--- Task brief ---
Would you set down every entry again, exactly as written?
[[ Information shown, beginning ]]
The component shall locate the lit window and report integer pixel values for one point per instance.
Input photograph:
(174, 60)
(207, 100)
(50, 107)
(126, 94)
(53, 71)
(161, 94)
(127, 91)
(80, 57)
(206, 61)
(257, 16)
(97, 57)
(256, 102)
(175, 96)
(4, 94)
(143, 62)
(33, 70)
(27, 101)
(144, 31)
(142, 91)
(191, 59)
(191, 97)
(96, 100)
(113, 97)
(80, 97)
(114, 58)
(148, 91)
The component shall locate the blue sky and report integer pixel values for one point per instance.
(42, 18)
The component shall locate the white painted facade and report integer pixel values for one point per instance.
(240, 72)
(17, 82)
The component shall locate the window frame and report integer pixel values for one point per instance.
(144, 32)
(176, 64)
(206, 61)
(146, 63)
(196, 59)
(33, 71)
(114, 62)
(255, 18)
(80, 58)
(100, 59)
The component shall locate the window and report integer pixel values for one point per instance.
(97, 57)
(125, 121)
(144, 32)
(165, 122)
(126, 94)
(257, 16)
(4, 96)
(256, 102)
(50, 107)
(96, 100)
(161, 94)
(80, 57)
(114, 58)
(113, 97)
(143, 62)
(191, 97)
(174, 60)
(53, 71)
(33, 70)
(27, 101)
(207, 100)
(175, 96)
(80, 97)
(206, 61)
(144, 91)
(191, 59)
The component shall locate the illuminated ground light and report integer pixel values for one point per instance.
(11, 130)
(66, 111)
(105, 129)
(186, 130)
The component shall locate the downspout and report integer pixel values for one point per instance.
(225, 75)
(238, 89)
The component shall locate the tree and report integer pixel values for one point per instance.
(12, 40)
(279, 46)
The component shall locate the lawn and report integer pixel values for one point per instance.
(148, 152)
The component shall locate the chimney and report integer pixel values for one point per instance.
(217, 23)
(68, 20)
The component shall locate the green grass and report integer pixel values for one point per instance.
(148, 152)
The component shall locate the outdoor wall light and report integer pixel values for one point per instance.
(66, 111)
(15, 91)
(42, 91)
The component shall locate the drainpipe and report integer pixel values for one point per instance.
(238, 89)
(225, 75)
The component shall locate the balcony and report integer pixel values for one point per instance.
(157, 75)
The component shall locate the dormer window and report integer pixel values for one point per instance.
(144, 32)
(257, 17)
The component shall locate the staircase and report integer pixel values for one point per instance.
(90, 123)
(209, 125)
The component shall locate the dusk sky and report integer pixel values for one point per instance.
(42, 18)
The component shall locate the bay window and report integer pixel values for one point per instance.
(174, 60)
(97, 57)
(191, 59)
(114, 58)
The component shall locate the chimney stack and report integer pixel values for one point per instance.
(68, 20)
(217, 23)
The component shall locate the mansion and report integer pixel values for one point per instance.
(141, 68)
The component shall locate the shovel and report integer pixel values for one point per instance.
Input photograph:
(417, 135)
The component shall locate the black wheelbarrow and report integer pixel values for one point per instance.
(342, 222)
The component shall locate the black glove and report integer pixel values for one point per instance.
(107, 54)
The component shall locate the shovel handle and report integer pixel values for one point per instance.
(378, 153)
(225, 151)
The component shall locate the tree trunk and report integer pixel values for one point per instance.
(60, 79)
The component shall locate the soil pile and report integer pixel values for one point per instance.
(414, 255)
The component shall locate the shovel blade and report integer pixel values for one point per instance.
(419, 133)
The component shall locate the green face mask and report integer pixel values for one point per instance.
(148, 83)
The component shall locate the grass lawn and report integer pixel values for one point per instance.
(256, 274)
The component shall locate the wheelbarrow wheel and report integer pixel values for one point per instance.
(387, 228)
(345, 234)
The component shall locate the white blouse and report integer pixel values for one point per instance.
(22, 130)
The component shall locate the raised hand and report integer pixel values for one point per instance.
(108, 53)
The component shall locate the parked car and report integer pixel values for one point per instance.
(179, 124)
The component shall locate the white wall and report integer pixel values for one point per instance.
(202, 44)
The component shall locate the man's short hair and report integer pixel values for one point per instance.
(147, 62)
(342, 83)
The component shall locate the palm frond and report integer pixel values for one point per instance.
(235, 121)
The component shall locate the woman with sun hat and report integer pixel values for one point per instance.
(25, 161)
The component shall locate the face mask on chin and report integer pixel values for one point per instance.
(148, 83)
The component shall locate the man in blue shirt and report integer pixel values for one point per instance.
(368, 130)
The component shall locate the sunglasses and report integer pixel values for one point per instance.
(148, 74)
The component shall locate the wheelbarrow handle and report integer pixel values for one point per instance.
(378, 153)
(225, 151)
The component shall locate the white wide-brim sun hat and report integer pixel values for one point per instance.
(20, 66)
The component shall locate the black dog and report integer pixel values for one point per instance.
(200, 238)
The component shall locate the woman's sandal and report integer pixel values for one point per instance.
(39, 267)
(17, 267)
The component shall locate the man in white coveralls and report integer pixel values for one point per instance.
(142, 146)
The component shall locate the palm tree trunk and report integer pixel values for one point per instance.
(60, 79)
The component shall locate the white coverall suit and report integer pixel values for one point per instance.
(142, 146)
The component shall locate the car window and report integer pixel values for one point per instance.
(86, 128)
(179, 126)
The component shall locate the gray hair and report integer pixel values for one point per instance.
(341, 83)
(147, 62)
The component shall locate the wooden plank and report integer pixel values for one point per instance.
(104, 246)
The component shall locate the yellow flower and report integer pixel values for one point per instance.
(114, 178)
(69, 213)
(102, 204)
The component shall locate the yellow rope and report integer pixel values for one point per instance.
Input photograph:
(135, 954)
[[ Information shown, end ]]
--- Reply ---
The component shall locate the lit window and report integer pixel values for one point per instance.
Input photograph:
(174, 60)
(207, 100)
(50, 107)
(126, 94)
(53, 71)
(161, 94)
(127, 91)
(80, 57)
(206, 61)
(257, 16)
(97, 57)
(256, 102)
(175, 96)
(4, 94)
(143, 62)
(33, 70)
(27, 101)
(144, 31)
(142, 91)
(191, 59)
(191, 97)
(96, 100)
(113, 97)
(80, 97)
(114, 58)
(148, 91)
The component shall locate the blue sky and report integer pixel values for one point per instance.
(42, 18)
The component shall locate the white painted facade and report integer pixel values for one point per instance.
(240, 72)
(17, 82)
The component shall locate the window frame and report integer pixel values for one point per instance.
(144, 32)
(176, 64)
(206, 61)
(146, 63)
(196, 59)
(33, 71)
(114, 62)
(255, 18)
(80, 58)
(100, 59)
The component shall locate the window and report integer pixel values for one point per instance.
(97, 57)
(125, 121)
(144, 32)
(165, 122)
(126, 94)
(257, 16)
(4, 96)
(256, 102)
(50, 107)
(96, 100)
(161, 94)
(80, 57)
(114, 58)
(113, 97)
(143, 62)
(191, 97)
(174, 60)
(53, 71)
(33, 70)
(27, 101)
(207, 100)
(175, 96)
(80, 97)
(206, 61)
(144, 91)
(191, 59)
The component shall locate the illuminated ground light and report integer pixel values for one point per instance.
(11, 130)
(66, 111)
(105, 129)
(186, 130)
The component shall locate the downspout and report integer pixel values for one point per instance.
(225, 75)
(238, 89)
The component shall locate the tree and report integer pixel values for one point per instance.
(12, 40)
(279, 46)
The component shall locate the lawn and report integer pixel values for one point per instance.
(148, 152)
The component shall locate the chimney and report integer pixel values for one point per instance.
(217, 23)
(68, 20)
The component shall locate the green grass and report integer pixel values for one point per instance.
(148, 152)
The component shall locate the outdoor wall light and report integer pixel values for one point per instance.
(66, 111)
(15, 91)
(42, 91)
The component shall locate the drainpipe and report integer pixel values for one point per instance.
(238, 89)
(225, 75)
The component shall locate the balcony and report integer pixel values for one point per instance.
(157, 75)
The component shall locate the dormer window and report integer pixel values for one point per instance.
(144, 32)
(257, 17)
The component shall locate the staircase and report integer pixel values for one point per instance.
(90, 123)
(209, 125)
The component shall locate the dusk sky and report integer pixel values for one point per instance.
(42, 18)
The component shall locate the bay window and report integer pixel values for one point per instance.
(174, 60)
(97, 57)
(191, 59)
(114, 58)
The component shall locate the chimney stack and report integer pixel values for one point per instance.
(68, 20)
(217, 23)
The component shall locate the mansion and report integer pixel values for one point per instance.
(141, 68)
The component shall locate the shovel and report integer pixel values for one point per instance.
Input photograph:
(417, 135)
The component shall locate the black wheelbarrow and report integer pixel values for one point per instance.
(342, 222)
The component shall locate the black glove and report integer pixel values for one point per instance.
(107, 54)
The component shall locate the shovel handle and report integer pixel values for one point per instance.
(378, 153)
(225, 151)
The component shall locate the tree trunk and report integer pixel values for one point per instance.
(60, 79)
The component shall locate the soil pile and report integer pixel values for one point per instance.
(414, 255)
The component shall locate the shovel blade and report integer pixel values for one point per instance.
(419, 133)
The component shall locate the green face mask and report integer pixel values for one point per instance.
(148, 83)
The component shall locate the grass lawn and report integer pixel values for one point per instance.
(256, 274)
The component shall locate the wheelbarrow wheel and report integer pixel values for one point per instance.
(387, 228)
(345, 234)
The component shall locate the white blouse and report integer pixel values for one point per instance.
(22, 130)
The component shall locate the raised hand and report integer pixel values for one point per instance.
(108, 53)
The component shall locate the parked car and report integer pixel values for one point per instance.
(179, 124)
The component shall locate the white wall and report integer pixel values for one point per instance.
(202, 44)
The component shall locate the man's short hair and report integer pixel values for one point per instance.
(147, 62)
(342, 83)
The component shall locate the palm frond and report integer pixel values for one point per instance.
(235, 121)
The component shall locate the woman with sun hat and report integer pixel values for one point per instance.
(25, 161)
The component shall locate the face mask on chin and report integer pixel values for one point per instance.
(148, 83)
The component shall locate the man in blue shirt and report integer pixel values for one point per instance.
(368, 130)
The component shall locate the sunglasses and report integer pixel values for one point per instance.
(148, 74)
The component shall locate the wheelbarrow handle and report integer pixel values for one point per instance.
(378, 153)
(225, 151)
The component shall locate the white wide-brim sun hat and report integer pixel values for one point per instance.
(20, 66)
The component shall locate the black dog and report integer pixel values for one point per instance.
(200, 238)
The component shall locate the woman's sandal and report integer pixel values for one point per instance.
(39, 267)
(17, 267)
The component shall locate the man in white coveralls and report integer pixel values for one point per instance.
(142, 146)
The component shall locate the palm tree trunk and report integer pixel values for one point per instance.
(60, 79)
The component shall locate the white coverall suit and report integer pixel values for one point per instance.
(142, 146)
The component shall locate the car window and report integer pixel values for one point per instance.
(86, 128)
(179, 126)
The component shall locate the gray hair and report integer pixel values for one point per instance.
(341, 83)
(147, 62)
The component shall locate the wooden plank and report integer pixel values for one point per instance.
(104, 246)
The component shall locate the yellow flower and report integer pixel values for one point per instance.
(114, 178)
(69, 213)
(102, 204)
The component shall locate the yellow rope and report integer pixel values for one point per instance.
Input photograph:
(135, 954)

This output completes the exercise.